> **Given entries**:
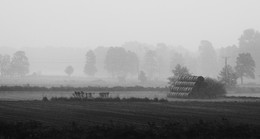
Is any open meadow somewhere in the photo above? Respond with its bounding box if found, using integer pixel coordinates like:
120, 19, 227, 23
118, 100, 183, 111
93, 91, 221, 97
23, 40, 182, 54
0, 101, 260, 125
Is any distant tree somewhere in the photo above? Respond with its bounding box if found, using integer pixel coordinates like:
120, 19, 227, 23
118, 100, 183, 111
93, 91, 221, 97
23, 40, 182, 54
235, 53, 255, 84
144, 50, 158, 78
0, 55, 11, 76
65, 66, 74, 76
239, 29, 260, 77
239, 29, 260, 53
10, 51, 30, 76
138, 71, 147, 83
105, 47, 139, 81
199, 40, 218, 77
218, 65, 238, 87
84, 50, 97, 76
126, 51, 139, 75
168, 64, 191, 84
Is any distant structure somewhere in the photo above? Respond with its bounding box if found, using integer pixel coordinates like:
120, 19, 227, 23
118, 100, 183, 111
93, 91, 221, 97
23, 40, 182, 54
167, 75, 204, 97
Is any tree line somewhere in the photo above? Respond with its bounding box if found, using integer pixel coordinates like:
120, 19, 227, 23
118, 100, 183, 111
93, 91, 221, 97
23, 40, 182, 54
0, 29, 260, 83
0, 51, 30, 76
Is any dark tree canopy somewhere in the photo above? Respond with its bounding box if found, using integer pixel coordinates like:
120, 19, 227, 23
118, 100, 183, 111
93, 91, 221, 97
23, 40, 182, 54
219, 65, 238, 87
168, 64, 191, 84
199, 40, 218, 76
235, 53, 255, 84
239, 29, 260, 77
10, 51, 29, 76
65, 66, 74, 76
84, 50, 97, 76
144, 50, 158, 78
0, 55, 11, 76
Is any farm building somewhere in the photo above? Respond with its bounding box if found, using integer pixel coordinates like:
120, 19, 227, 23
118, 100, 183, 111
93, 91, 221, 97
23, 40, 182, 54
168, 75, 204, 97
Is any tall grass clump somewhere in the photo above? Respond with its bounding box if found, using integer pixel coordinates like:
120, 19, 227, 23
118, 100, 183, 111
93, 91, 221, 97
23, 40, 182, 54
191, 78, 227, 98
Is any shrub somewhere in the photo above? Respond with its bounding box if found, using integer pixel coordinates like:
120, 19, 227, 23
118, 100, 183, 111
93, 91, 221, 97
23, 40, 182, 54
191, 78, 227, 98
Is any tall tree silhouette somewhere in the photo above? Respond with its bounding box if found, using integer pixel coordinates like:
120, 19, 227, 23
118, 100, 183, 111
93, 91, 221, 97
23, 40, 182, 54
0, 55, 11, 76
144, 50, 158, 78
235, 53, 255, 84
199, 40, 218, 77
84, 50, 97, 76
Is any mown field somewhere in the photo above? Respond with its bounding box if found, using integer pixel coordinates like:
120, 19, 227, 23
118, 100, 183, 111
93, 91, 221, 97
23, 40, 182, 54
0, 101, 260, 126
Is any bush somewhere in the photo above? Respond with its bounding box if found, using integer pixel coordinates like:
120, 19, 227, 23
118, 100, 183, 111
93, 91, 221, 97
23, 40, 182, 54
191, 78, 227, 98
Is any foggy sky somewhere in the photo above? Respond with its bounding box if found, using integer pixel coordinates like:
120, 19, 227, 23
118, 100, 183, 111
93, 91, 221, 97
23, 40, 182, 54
0, 0, 260, 50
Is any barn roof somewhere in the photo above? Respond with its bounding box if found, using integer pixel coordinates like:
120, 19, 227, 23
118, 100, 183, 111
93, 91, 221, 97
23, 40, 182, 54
168, 75, 204, 97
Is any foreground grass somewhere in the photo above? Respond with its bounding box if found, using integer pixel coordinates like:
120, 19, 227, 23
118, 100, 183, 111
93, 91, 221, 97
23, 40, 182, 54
0, 101, 260, 138
0, 119, 260, 139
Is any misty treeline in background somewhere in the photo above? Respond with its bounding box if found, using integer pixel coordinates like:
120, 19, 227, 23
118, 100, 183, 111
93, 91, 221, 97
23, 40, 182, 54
0, 29, 260, 82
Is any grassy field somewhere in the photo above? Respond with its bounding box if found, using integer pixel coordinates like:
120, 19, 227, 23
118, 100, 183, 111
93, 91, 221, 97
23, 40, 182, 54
0, 98, 260, 139
0, 101, 260, 126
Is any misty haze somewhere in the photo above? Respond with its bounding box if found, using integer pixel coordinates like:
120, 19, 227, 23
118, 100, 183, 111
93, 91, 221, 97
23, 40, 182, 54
0, 0, 260, 138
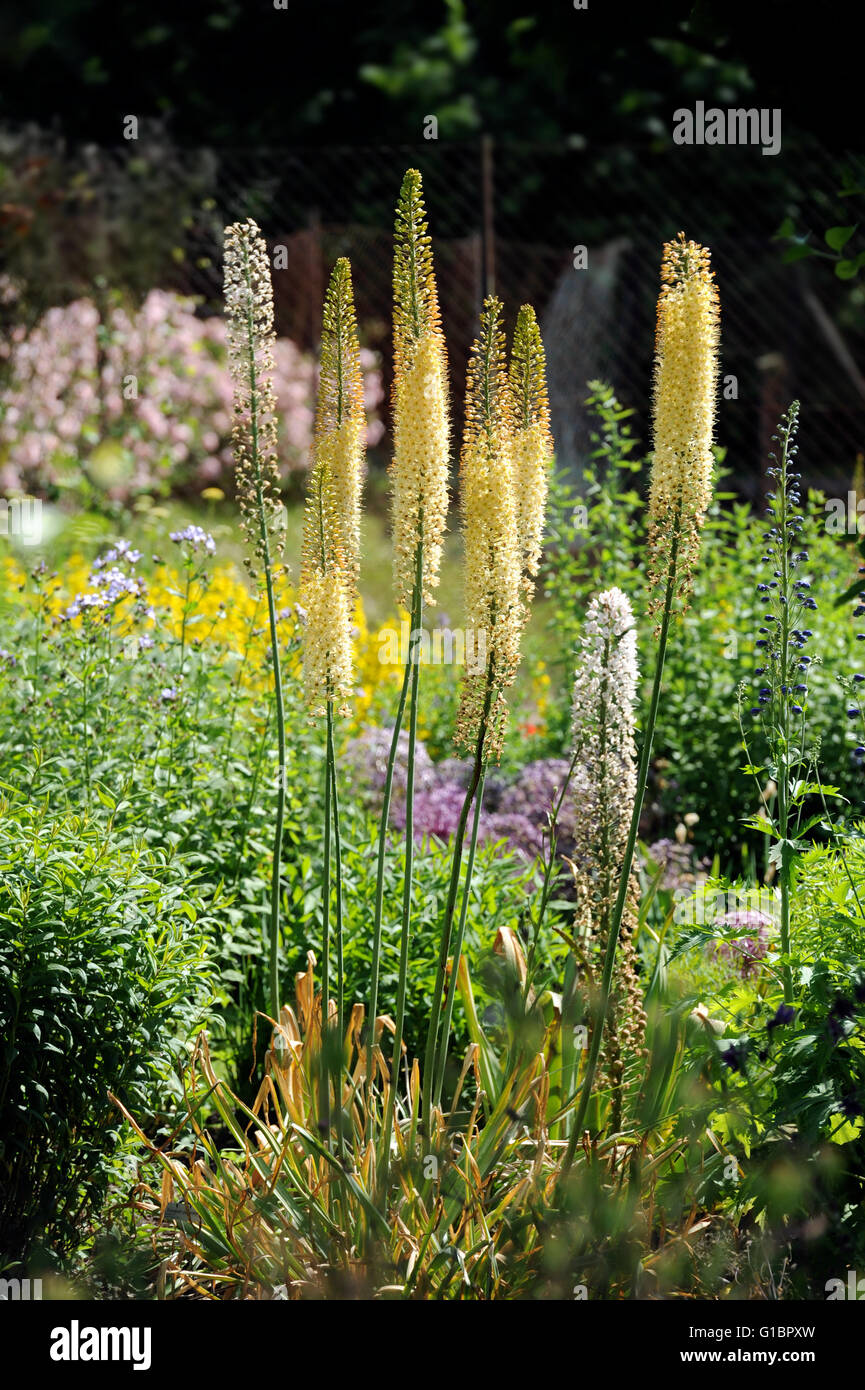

> **Request**: Give everything from the line containing "Is any barn" down to the line containing "0, 119, 260, 139" again, switching "barn roof" to "shed roof" and leaving every other part of those lines unchanged.

> **Expected answer**:
Is any shed roof somewhere in the photo above? Respond with its bounding box if found, using integer pixel coordinates like:
120, 19, 227, 23
118, 100, 183, 111
93, 91, 221, 97
23, 40, 182, 54
168, 75, 204, 97
Is any foreground grass somewhere in the photo above? Respond with its bounding box if found, using integer pixel coordinates like:
120, 19, 227, 23
118, 100, 183, 111
93, 91, 221, 97
23, 40, 182, 54
0, 101, 260, 138
0, 119, 260, 139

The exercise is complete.